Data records
::::::

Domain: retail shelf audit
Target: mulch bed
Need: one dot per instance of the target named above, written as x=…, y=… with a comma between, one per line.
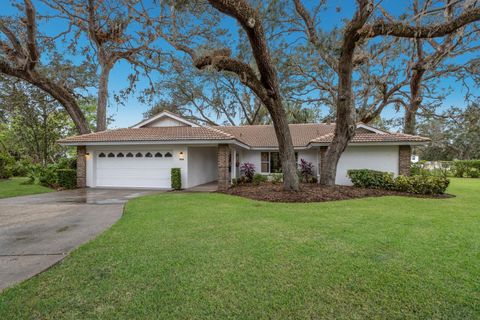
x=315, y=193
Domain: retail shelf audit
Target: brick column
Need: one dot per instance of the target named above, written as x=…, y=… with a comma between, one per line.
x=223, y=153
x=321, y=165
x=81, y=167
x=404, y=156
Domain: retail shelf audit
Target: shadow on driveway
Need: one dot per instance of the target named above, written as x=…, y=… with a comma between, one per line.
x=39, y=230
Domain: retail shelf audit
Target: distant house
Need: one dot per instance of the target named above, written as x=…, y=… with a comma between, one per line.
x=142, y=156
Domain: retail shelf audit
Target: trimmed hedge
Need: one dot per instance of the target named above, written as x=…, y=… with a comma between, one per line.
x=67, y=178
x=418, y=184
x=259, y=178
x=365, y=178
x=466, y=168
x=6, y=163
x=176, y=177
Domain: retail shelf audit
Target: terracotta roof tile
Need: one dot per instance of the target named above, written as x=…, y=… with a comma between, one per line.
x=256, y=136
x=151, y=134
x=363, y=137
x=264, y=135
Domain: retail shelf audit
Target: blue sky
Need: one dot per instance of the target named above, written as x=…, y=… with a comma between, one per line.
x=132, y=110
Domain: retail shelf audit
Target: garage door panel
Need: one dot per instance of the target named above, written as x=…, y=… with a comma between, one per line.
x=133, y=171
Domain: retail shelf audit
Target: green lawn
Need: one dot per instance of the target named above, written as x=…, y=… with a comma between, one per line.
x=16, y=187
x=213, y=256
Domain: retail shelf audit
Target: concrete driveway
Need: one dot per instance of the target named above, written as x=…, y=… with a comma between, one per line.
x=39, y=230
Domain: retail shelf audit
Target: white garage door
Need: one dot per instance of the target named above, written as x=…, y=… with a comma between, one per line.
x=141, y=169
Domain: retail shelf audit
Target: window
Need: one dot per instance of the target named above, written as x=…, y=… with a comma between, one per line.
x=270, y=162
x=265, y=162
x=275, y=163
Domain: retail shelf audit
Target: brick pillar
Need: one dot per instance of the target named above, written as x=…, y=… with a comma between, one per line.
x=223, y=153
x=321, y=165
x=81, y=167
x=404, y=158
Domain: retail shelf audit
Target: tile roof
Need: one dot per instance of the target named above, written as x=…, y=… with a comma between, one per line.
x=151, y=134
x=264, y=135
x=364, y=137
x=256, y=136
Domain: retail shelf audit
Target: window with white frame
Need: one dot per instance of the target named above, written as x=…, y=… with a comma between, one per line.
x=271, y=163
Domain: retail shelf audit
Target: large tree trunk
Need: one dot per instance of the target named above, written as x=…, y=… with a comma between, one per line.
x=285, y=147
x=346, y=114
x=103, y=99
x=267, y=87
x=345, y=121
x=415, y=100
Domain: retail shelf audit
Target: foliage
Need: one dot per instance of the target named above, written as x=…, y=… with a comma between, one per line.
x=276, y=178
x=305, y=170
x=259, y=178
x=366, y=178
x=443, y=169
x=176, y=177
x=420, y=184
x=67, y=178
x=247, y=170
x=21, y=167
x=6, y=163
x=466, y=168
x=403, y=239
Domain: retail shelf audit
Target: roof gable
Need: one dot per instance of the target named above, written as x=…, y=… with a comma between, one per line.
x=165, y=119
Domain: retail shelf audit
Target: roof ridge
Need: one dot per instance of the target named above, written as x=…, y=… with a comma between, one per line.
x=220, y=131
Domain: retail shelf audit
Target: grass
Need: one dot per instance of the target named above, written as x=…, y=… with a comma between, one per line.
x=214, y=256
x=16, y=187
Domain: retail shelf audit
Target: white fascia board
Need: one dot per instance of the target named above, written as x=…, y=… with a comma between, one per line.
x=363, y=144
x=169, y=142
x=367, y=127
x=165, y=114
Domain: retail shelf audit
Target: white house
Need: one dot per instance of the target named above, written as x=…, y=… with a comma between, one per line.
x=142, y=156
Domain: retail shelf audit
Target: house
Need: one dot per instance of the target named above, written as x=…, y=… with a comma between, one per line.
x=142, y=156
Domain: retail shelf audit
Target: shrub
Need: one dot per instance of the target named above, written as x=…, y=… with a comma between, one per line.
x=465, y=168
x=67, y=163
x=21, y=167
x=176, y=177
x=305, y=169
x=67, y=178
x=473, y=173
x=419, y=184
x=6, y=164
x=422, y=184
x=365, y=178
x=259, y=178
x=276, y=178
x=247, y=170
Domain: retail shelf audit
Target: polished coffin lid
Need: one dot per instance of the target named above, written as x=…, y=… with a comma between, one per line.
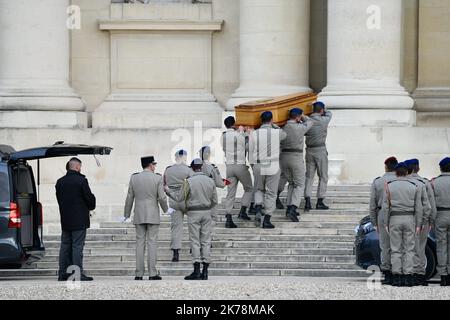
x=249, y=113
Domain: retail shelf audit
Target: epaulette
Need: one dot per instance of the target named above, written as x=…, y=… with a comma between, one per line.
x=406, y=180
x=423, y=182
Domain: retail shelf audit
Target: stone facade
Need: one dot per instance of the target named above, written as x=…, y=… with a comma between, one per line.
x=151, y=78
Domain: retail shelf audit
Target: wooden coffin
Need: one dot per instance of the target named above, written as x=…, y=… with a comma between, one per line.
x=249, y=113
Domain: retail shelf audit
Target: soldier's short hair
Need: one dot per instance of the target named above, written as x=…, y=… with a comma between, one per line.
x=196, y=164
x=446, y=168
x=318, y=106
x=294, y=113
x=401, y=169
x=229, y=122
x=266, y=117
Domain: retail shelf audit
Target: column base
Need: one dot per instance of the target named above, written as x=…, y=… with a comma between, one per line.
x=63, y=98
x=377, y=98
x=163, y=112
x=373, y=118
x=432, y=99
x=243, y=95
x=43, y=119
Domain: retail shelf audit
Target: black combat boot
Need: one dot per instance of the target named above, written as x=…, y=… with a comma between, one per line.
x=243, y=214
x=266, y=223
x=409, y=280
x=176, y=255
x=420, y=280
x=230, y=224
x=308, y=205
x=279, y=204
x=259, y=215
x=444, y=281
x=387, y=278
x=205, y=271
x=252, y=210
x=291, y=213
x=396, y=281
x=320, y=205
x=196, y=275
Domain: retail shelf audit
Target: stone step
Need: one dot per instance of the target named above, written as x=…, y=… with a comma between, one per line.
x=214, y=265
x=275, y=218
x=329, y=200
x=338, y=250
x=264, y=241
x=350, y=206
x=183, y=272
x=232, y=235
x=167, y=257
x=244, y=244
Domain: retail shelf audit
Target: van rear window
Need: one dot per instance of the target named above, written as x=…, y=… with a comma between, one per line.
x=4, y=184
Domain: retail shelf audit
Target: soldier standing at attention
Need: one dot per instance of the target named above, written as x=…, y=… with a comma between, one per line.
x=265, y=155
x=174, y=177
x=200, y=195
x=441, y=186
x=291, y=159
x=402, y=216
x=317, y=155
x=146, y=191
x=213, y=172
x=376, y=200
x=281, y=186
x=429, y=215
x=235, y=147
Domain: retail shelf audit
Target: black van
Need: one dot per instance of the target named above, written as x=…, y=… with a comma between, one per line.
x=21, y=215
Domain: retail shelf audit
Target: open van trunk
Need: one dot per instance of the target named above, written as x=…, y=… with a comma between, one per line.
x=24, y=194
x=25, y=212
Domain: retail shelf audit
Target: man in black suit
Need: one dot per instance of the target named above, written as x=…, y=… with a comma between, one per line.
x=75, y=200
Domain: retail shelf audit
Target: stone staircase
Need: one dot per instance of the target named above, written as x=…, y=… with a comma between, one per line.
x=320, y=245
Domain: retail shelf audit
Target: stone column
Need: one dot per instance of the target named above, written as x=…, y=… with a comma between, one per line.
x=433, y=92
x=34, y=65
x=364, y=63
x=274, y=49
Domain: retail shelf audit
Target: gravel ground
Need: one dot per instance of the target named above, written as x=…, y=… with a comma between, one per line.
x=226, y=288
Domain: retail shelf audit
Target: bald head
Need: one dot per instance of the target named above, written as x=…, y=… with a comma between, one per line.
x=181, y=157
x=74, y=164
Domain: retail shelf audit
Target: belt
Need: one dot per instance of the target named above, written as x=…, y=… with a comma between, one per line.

::::::

Leaving every picture behind, retype the entries above exactly, from the first line through the line with "Target: brick column", and stop there.

[Task answer]
Domain: retail shelf audit
Target: mulch bed
Need: one dot per instance of the target named above, written as x=…, y=… with a comma between, one per line.
x=315, y=193
Domain: retail shelf audit
Target: brick column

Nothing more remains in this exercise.